======== Source data ========

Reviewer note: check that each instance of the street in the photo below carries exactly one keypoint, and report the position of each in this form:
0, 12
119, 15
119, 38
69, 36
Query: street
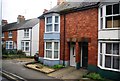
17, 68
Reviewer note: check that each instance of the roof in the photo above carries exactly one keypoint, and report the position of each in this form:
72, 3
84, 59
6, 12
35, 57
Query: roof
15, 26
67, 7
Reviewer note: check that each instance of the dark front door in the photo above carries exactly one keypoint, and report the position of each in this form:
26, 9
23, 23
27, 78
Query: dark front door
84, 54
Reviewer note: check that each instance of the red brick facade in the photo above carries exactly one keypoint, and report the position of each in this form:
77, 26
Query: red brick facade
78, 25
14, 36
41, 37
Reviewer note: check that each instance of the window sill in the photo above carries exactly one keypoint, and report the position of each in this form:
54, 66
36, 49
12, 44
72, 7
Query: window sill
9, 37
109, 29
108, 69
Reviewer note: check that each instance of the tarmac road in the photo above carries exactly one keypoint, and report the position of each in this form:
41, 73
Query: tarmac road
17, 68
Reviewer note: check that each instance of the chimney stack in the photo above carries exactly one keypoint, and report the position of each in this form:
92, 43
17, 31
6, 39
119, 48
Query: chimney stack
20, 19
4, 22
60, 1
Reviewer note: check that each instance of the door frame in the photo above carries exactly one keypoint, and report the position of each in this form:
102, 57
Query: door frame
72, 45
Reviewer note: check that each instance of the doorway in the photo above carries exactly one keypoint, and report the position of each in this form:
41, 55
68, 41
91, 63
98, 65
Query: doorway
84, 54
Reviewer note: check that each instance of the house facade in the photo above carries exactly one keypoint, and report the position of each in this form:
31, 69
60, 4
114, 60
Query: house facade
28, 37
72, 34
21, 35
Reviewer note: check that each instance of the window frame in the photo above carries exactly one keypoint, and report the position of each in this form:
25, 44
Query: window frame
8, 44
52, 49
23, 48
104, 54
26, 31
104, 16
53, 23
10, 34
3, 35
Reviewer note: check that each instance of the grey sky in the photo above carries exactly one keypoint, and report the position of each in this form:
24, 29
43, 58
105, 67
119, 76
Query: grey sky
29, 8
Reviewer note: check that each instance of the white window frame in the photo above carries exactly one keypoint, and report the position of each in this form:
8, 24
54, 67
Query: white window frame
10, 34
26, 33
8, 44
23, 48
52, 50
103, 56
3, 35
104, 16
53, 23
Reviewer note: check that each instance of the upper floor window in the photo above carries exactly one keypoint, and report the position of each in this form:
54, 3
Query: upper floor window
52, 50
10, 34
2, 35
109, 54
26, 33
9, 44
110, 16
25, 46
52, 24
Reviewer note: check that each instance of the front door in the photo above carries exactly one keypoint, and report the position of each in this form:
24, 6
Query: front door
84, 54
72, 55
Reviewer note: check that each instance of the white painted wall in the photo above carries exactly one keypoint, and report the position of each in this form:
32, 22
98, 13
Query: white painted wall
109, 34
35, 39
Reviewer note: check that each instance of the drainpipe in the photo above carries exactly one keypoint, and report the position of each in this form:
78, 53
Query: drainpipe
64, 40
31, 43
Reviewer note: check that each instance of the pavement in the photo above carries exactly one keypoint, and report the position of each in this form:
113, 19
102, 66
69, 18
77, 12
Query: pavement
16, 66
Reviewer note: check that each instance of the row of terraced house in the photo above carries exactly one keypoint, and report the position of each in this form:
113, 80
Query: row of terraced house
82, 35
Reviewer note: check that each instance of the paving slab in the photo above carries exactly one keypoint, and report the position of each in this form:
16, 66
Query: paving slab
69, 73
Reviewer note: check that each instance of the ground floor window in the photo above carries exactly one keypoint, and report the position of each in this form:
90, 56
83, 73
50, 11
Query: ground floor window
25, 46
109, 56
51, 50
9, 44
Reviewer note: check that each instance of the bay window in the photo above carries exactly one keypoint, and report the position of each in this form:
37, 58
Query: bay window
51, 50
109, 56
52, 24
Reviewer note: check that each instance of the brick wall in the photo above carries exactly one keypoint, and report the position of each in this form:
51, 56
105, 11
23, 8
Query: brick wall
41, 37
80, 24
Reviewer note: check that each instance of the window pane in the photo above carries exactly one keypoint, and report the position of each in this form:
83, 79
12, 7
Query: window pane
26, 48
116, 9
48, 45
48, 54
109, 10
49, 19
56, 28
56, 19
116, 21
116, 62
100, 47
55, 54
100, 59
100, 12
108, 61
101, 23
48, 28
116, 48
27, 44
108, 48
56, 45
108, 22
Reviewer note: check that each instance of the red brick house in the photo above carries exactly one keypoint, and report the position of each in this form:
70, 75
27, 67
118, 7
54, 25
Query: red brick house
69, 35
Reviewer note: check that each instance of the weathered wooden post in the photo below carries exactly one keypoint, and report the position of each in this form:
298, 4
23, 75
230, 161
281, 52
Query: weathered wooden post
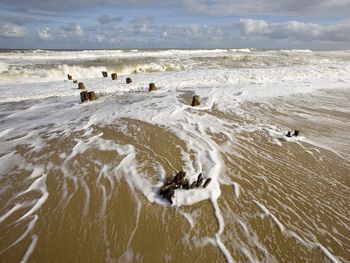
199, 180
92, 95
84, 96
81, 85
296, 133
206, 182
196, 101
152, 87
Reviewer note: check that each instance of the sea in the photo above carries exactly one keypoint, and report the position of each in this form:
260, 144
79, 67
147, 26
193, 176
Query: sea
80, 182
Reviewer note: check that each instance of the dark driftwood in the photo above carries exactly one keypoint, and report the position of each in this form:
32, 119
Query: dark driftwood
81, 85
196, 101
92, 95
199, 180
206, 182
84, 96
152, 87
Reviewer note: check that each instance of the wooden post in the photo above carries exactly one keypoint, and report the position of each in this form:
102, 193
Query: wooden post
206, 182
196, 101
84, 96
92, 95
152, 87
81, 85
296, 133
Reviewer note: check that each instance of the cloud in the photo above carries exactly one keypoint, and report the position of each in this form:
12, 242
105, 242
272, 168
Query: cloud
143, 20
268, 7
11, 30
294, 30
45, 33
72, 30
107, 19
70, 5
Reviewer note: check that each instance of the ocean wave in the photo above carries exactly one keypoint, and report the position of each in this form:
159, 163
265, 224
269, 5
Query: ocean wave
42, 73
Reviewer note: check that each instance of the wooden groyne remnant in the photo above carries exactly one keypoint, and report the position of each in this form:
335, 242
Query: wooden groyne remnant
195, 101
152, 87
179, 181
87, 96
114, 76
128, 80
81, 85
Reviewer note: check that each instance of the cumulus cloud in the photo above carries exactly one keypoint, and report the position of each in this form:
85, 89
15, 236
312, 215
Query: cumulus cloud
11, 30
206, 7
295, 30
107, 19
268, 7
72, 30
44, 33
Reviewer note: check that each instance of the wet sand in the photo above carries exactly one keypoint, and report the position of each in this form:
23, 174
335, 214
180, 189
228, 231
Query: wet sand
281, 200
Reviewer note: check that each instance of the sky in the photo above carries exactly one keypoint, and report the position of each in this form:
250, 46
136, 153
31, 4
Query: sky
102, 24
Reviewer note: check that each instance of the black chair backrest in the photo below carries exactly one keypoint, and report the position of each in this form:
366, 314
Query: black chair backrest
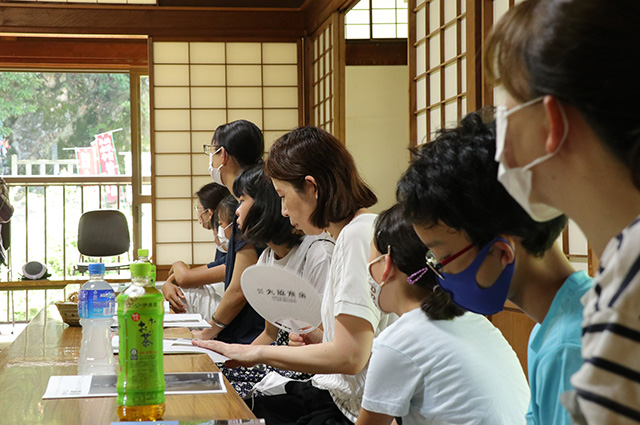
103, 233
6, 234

========
======== Source data ========

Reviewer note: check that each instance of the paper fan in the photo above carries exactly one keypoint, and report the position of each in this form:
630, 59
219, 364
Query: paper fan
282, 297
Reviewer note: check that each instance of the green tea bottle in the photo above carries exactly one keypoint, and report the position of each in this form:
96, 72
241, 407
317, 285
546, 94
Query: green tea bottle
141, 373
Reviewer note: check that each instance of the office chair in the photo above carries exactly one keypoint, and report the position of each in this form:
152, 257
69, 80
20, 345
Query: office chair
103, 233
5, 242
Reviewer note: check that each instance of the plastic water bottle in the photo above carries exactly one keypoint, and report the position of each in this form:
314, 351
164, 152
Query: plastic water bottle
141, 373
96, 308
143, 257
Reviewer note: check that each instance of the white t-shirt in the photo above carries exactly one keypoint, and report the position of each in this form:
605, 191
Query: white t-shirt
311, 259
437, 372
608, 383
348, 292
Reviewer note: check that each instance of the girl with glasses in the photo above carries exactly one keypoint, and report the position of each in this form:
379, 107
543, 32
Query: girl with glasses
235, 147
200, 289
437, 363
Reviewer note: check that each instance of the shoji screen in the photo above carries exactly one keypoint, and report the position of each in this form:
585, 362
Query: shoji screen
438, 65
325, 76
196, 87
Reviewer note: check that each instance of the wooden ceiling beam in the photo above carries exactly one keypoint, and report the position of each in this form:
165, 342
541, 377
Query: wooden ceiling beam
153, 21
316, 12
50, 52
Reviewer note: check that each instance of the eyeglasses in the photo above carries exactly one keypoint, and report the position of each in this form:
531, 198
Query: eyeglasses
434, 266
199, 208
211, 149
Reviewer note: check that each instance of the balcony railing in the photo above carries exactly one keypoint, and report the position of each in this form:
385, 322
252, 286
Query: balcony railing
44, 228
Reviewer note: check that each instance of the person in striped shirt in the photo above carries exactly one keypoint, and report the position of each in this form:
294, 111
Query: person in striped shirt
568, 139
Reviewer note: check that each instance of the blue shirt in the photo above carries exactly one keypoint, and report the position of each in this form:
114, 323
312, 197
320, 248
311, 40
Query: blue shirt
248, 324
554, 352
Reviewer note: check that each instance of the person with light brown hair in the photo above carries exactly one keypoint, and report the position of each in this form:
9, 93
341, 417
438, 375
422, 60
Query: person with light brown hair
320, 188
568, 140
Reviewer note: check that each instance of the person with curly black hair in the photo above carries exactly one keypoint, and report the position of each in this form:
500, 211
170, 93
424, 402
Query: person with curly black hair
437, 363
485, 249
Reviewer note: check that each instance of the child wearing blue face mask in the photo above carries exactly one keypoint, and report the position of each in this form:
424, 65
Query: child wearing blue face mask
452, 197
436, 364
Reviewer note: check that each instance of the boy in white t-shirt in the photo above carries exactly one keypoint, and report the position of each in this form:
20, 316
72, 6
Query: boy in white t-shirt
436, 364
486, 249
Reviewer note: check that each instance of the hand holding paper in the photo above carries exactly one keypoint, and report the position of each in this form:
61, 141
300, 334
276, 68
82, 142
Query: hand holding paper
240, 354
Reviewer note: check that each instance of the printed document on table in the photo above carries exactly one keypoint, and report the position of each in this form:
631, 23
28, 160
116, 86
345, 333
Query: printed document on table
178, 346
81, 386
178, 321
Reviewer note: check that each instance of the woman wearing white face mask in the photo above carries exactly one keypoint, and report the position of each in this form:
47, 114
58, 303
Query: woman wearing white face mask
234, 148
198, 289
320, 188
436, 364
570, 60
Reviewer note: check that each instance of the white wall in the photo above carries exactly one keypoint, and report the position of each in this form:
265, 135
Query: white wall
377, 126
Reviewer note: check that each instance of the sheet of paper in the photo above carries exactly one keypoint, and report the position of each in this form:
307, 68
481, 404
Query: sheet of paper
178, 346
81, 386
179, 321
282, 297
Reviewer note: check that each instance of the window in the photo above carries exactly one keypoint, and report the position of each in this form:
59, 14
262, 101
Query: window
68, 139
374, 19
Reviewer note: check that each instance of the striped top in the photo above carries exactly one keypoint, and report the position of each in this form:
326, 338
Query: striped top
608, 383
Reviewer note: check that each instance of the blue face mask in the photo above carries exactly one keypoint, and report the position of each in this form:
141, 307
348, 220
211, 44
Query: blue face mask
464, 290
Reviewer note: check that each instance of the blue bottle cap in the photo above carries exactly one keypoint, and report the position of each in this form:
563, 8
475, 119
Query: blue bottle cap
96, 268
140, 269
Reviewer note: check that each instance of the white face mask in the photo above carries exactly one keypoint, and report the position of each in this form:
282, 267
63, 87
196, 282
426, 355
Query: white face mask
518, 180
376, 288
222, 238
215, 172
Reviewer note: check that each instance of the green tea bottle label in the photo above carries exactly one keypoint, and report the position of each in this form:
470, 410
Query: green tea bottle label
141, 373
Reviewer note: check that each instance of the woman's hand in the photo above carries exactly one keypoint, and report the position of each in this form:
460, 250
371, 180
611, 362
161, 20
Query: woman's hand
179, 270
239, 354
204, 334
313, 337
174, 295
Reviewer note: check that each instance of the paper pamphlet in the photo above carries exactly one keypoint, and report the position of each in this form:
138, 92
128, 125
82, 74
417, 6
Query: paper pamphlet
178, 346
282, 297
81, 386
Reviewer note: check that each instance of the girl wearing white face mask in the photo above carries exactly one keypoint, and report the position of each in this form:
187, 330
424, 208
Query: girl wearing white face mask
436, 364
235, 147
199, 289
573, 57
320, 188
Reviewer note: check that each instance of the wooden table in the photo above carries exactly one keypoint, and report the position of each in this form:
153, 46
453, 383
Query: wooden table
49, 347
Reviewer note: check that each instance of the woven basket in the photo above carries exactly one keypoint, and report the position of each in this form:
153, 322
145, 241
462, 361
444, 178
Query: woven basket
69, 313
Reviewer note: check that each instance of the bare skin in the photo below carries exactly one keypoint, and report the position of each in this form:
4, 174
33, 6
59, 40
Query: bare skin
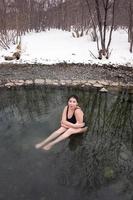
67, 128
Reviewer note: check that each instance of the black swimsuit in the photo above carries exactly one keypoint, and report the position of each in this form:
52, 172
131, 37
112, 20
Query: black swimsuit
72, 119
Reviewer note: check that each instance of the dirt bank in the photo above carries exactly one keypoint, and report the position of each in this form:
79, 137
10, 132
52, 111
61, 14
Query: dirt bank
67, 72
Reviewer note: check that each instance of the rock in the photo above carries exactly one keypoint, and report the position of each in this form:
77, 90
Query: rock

========

Exercise ▸ Output exactly, and only, the lines of the entries above from the one with "Query: wooden table" up to and including the one with "Query: rock"; pictures are to be left out.

Output ▸
Query: wooden table
49, 347
Reviewer note: check that each instance of the woven basket in the photo above carries exactly one keypoint, and report the position of each in this form:
153, 322
145, 241
462, 361
444, 178
Query: woven basket
69, 313
Reviewer note: check that each instance of the bare skin in the photo below carries exactly one keypoint, and report the position of each in this form:
4, 174
33, 6
59, 40
Query: bare skin
67, 128
Reviewer note: check that each instance of the black swimsuit in the photo above carries exactly one keypoint, and report the position of each in this form:
52, 172
131, 37
112, 20
Query: black swimsuit
72, 119
Reviewer note: check that each instance of the dirt bank in the photo above carries exactly one keypoint, and report the position of each in this form:
79, 137
10, 132
52, 111
61, 14
Query: dirt bank
67, 72
Reviewer note: check that each instance of the rock in the photo above carries exactly one keypoint, and report the position of each in this form:
77, 90
Query: rock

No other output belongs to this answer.